#### WHAT YOU WILL DO
Reproduce the entries verbatim, from the line containing "of the orange" through the final line of the entries.

Location labeling entries
# # #

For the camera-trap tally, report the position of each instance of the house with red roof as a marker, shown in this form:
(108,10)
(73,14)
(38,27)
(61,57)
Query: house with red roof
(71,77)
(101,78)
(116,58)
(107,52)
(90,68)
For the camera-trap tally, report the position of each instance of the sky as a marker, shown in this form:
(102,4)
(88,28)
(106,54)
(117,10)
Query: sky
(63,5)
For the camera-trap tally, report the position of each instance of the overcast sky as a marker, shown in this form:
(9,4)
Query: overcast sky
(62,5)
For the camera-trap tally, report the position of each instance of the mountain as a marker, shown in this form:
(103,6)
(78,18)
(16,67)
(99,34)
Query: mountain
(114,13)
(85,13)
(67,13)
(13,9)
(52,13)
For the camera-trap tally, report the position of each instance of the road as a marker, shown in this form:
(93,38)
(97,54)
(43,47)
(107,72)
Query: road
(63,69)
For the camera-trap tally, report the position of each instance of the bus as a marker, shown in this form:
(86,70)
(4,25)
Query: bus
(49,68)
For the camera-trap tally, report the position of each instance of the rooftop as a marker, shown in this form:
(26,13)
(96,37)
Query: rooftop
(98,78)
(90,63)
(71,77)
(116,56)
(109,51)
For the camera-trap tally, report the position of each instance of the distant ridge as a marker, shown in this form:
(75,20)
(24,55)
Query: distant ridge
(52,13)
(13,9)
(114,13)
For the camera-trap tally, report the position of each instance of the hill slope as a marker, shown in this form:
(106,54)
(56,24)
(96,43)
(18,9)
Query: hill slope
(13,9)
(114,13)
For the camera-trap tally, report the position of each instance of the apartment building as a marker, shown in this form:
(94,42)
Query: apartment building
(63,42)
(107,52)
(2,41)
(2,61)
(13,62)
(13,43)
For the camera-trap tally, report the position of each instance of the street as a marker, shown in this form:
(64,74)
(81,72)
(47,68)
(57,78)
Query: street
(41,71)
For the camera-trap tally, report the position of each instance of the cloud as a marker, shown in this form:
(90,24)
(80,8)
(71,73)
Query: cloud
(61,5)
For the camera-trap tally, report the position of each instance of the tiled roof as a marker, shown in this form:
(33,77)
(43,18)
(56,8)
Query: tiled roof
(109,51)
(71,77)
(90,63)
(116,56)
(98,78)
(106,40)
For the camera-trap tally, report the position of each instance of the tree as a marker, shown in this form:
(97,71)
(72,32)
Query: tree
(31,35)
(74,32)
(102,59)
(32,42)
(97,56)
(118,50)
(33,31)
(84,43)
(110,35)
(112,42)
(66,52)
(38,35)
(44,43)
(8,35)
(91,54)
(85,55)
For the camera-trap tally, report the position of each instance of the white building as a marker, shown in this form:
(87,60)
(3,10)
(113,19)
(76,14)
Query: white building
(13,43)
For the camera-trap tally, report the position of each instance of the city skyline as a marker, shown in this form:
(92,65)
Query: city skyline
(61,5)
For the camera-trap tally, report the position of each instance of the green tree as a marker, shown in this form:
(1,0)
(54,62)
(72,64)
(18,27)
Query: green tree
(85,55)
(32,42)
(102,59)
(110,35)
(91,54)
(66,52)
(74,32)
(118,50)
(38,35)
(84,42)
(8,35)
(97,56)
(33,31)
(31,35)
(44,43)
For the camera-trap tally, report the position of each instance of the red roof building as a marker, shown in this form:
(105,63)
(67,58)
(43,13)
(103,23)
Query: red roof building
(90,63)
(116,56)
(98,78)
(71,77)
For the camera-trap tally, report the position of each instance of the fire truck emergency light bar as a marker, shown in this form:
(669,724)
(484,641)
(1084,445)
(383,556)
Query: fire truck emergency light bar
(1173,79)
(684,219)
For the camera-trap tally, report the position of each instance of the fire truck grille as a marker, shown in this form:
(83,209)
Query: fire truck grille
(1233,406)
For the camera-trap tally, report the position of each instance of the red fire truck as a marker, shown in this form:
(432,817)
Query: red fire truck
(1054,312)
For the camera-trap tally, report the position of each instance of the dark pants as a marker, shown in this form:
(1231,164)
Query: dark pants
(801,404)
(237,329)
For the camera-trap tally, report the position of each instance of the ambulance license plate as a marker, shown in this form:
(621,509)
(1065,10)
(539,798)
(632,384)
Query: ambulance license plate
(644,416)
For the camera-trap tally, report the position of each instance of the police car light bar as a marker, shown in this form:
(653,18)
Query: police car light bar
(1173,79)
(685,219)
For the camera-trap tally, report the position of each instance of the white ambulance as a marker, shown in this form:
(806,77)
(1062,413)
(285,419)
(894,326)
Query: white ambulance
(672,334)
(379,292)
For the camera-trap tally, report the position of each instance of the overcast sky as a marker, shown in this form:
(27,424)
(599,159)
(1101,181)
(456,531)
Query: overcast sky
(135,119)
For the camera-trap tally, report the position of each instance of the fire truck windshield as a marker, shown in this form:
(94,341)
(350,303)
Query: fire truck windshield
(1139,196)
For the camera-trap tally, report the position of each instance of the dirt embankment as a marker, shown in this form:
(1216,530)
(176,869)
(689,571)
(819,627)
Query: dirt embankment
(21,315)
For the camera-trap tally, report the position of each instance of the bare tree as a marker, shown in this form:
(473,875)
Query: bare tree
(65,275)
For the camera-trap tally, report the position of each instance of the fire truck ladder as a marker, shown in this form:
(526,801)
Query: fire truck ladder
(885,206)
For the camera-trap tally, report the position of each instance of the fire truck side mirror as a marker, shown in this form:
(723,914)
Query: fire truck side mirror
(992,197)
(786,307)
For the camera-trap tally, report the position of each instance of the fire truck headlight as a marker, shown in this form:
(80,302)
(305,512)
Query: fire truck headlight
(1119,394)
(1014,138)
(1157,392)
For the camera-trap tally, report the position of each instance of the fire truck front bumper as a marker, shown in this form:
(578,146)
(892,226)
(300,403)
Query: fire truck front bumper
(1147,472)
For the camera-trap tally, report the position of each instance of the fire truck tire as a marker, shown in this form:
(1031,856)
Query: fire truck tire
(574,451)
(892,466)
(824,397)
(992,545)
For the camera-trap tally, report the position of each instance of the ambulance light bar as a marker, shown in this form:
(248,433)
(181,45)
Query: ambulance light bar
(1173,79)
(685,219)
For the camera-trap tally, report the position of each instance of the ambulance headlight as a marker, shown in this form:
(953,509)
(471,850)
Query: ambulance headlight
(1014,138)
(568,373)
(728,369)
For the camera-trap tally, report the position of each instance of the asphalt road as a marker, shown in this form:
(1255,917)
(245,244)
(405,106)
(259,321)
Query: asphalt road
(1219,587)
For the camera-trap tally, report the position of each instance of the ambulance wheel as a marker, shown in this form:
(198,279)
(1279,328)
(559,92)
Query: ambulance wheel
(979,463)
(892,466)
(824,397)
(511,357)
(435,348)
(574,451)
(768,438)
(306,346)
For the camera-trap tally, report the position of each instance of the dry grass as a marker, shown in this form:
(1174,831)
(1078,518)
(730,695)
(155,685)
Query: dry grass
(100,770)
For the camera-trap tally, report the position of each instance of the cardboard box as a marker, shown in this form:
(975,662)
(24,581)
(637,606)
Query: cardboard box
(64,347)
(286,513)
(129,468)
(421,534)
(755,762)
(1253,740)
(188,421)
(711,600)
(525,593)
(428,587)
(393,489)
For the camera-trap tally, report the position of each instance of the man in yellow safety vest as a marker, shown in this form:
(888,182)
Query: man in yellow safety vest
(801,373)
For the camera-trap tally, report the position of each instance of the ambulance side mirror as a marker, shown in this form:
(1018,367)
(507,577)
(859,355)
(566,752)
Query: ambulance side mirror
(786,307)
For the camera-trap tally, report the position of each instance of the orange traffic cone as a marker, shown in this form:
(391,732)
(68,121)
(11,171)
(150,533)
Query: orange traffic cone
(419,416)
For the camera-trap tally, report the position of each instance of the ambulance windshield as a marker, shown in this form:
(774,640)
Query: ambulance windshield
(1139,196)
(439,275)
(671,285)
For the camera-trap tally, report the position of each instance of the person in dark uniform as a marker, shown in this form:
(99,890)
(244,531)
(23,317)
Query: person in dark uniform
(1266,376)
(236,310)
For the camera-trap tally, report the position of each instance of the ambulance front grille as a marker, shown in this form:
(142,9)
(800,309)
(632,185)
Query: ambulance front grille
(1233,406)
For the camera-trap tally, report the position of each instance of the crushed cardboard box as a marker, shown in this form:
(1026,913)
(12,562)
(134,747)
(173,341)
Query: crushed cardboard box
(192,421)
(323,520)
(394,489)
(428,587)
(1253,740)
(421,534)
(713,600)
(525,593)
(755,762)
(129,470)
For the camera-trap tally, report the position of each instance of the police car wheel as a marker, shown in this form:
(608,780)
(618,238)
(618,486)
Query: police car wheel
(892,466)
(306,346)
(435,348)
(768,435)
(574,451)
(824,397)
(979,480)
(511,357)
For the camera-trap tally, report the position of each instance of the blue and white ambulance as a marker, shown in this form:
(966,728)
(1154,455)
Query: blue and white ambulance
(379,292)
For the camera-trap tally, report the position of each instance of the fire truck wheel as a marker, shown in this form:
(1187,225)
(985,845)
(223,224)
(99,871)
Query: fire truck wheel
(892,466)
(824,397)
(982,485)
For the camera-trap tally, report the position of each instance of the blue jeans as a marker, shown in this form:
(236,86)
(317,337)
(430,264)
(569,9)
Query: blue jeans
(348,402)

# # #

#### THE SOLUTION
For the camera-trap tally, report the position of each instance of the orange traffic cone as a marker, shown in this form:
(391,732)
(68,121)
(11,171)
(150,533)
Query: orange traffic cone
(419,416)
For the camera-trap tally, report the position of each instance of the ambulance windshield as a marker, shown in this form:
(774,640)
Query: ambulance windshield
(1139,196)
(439,275)
(671,285)
For the camera-trap tally, report the position of each instance of the person in dark uniform as a marker, shown in this form:
(99,890)
(244,531)
(23,317)
Query: person in dark uniform
(1266,376)
(236,310)
For the camera-trap tally, report the position of each instance of the ambulance front grille as a marker, shown in this form:
(142,9)
(800,309)
(632,185)
Query: ambulance front grille
(1233,406)
For the camera-trap tally, report the position of each instance of the crushed cardboard box as a marker, shown in this form:
(1026,913)
(12,562)
(134,747)
(173,341)
Query: crushed cardboard box
(192,421)
(323,520)
(394,489)
(428,587)
(1253,740)
(421,534)
(713,600)
(525,593)
(755,762)
(129,470)
For the camera-trap tally, report the position of each instance of the police car wheel as a marker, shown in this form:
(608,780)
(618,238)
(618,486)
Query: police car wheel
(892,466)
(306,346)
(435,348)
(768,435)
(574,451)
(824,397)
(979,480)
(511,357)
For the camera-trap tally, report the position of each instance of the blue and white ambulance as a marker, shown in this form:
(966,728)
(1154,455)
Query: blue and white ambulance
(379,292)
For the camera-trap tally, report the position of each instance of the fire truck wheel as a marker, shown in this form:
(1187,225)
(985,845)
(223,224)
(99,871)
Query: fire truck wheel
(892,466)
(824,397)
(982,485)
For the camera-trap tally, report the position of each instance of the blue jeans as a marker, shown in this form:
(236,86)
(317,337)
(430,264)
(569,9)
Query: blue jeans
(348,402)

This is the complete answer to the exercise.